## Testo fornito
>>>>
La Fondazione Veronesi ci aggiorna su nuove terapie contro il mesotelioma da amianto. Si tratta, in particolare, della combinazione di ipilimumab e nivolumab che rappresenta, al momento, il miglior trattamento per le persone che hanno sviluppato mesotelioma pleurico classificato come non operabile. Grazie a tale combinazione, si stima che quasi il 20% dei pazienti è vivo a 5 anni di distanza dalla diagnosi. Dati che hanno spinto l’Agenzia Italiana del Farmaco ad approvare l’utilizzo combinato di questi due farmaci e che adesso rappresenteranno un’arma in più contro una patologia oncologica, quella del mesotelioma, che finora ha avuto come unica possibilità di trattamento, con scarsi risultati, la chemioterapia.
<<<<
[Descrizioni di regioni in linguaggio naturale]
>>>>
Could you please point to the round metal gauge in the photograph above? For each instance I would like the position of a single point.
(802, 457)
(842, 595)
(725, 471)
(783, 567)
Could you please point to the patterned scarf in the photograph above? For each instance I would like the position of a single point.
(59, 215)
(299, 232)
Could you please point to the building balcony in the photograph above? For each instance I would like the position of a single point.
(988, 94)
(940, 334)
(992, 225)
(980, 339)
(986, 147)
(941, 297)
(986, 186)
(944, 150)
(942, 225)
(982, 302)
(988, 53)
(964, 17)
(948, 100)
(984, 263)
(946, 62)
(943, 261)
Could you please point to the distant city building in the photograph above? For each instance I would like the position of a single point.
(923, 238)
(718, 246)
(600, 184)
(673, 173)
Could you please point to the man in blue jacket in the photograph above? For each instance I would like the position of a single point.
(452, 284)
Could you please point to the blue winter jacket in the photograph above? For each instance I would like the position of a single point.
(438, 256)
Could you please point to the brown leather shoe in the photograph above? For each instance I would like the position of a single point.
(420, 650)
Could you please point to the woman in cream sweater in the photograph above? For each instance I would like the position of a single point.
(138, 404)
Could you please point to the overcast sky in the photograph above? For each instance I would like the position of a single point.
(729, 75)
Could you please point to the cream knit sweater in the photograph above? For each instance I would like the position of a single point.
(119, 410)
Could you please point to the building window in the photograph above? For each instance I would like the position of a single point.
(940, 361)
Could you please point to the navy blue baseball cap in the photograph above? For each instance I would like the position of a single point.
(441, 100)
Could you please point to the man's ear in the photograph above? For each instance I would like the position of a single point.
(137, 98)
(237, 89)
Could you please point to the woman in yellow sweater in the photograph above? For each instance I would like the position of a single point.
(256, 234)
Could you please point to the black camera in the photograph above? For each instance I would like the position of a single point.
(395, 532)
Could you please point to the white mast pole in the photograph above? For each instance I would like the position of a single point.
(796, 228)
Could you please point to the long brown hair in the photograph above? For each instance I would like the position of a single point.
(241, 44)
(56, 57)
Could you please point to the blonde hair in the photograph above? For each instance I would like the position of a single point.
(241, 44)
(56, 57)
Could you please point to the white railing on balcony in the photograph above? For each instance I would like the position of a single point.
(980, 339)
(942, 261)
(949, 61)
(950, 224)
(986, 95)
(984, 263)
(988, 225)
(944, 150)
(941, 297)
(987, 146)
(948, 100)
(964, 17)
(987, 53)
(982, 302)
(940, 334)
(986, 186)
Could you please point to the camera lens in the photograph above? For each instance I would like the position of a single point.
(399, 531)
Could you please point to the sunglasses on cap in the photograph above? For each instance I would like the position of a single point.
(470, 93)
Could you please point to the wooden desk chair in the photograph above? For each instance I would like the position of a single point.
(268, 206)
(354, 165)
<<<<
>>>>
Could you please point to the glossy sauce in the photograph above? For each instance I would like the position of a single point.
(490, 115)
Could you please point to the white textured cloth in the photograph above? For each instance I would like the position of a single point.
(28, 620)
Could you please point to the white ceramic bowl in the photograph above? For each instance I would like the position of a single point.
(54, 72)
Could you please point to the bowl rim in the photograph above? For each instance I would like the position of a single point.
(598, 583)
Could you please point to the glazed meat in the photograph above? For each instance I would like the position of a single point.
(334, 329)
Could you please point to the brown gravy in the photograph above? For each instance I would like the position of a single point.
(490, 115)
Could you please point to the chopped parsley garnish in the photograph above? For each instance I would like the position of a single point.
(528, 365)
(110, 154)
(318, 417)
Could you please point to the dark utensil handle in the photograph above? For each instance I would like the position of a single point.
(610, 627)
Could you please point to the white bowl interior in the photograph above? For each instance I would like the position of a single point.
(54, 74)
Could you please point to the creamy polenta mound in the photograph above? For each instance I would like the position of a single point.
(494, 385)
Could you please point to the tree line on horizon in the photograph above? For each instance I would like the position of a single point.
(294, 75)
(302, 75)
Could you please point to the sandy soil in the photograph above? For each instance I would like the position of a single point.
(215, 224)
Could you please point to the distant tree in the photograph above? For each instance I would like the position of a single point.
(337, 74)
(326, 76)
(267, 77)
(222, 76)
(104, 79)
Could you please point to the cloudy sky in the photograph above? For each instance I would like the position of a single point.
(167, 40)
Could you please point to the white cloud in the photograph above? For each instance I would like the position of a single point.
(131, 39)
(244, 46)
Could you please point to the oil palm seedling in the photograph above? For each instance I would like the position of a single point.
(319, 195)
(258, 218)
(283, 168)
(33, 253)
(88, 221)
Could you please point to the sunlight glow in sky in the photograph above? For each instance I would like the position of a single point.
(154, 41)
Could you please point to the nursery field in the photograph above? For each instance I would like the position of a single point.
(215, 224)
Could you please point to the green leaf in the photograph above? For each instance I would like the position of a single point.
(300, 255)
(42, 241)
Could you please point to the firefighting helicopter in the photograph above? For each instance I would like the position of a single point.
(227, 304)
<<<<
>>>>
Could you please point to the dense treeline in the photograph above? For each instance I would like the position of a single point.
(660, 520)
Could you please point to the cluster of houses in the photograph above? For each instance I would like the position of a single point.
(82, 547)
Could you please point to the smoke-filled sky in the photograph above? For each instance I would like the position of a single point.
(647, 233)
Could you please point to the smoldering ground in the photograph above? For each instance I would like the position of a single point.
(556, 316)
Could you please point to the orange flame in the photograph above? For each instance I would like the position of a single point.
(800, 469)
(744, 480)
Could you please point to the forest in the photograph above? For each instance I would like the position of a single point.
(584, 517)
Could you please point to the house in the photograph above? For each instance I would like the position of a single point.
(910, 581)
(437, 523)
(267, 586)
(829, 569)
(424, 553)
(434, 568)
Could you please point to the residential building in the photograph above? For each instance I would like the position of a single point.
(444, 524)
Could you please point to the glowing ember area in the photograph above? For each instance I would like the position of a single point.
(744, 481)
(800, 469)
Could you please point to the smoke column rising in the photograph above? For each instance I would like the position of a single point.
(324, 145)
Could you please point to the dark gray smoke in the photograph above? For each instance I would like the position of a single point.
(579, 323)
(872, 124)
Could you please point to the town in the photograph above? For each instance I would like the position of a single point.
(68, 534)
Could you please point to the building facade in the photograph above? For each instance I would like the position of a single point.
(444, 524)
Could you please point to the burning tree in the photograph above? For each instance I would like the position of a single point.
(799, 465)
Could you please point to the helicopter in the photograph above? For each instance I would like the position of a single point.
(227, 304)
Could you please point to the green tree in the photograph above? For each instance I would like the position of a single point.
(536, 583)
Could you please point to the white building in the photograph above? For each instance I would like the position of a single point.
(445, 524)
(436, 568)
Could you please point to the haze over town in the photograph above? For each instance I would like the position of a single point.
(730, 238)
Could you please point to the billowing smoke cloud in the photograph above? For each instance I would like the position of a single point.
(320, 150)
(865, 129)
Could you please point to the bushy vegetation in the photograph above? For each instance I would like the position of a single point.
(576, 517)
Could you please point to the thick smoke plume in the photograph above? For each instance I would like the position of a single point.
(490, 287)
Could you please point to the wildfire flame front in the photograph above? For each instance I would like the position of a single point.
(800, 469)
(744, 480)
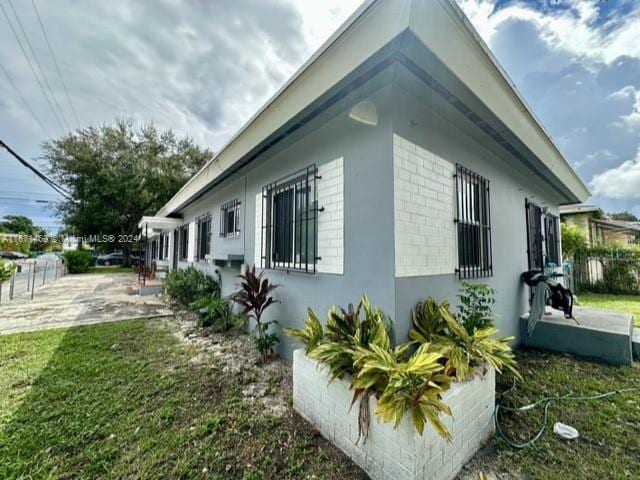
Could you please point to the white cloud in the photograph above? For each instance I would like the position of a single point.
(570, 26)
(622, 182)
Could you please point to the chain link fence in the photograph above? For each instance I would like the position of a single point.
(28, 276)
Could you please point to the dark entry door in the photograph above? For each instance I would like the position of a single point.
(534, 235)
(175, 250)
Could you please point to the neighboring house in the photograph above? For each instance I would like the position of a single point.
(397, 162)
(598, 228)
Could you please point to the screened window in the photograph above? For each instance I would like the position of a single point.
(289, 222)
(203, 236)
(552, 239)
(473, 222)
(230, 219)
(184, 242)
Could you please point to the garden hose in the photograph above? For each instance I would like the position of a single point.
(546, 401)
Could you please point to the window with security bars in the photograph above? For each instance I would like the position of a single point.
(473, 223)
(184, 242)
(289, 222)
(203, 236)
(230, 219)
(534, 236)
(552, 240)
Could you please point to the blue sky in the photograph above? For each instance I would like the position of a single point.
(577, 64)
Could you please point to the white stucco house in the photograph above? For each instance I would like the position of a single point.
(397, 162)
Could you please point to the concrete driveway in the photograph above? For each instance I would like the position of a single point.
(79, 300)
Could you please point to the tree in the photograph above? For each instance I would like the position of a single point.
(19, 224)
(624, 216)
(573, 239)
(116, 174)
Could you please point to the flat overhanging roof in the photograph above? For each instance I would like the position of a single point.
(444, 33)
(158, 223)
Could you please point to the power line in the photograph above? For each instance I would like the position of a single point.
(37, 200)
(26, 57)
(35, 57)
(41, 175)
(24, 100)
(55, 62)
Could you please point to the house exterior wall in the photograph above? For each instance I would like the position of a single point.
<<<<
## Compito
Prosegui il testo sulle nuove terapie contro il mesotelioma, riprendendo subito dopo la sua ultima frase.

## Risposta
Il ruolo fondamentale dell’immunoterapia nella lotta al mesotelioma

Dopo anni d’impiego della chemioterapia, la lotta al mesotelioma da esposizione all’amianto sembra aver trovato un valido alleato nell’immunoterapia, ossia in quella branca dell’oncologia che sfrutta il sistema immunitario con lo scopo di riconoscere e fermare la crescita del tumore il più possibile. A spiegare il meccanismo è Michele Maio, Presidente di Fondazione NIBIT e Direttore della Cattedra di Oncologia dell’Università di Siena e del Centro di Immuno-Oncologia dell’Azienda ospedaliero-universitaria di Siena.

Questa nuova terapia contro il mesotelioma è una combinazione unica di due checkpoint immunitari, che combinati assieme, rappresentano un meccanismo d’azione potenzialmente sinergico e in grado di distruggere le cellule tumorali. Mentre l’ipilimumab favorisce l’attivazione e la proliferazione delle cellule T, il nivolumab aiuta queste ultime a scoprire il tumore. Alcune cellule T, in seguito alla stimolazione de ipilimumab, possono trasformarsi in cellule T della memoria e consentire così di beneficiare di una risposta immunitaria a lungo termine.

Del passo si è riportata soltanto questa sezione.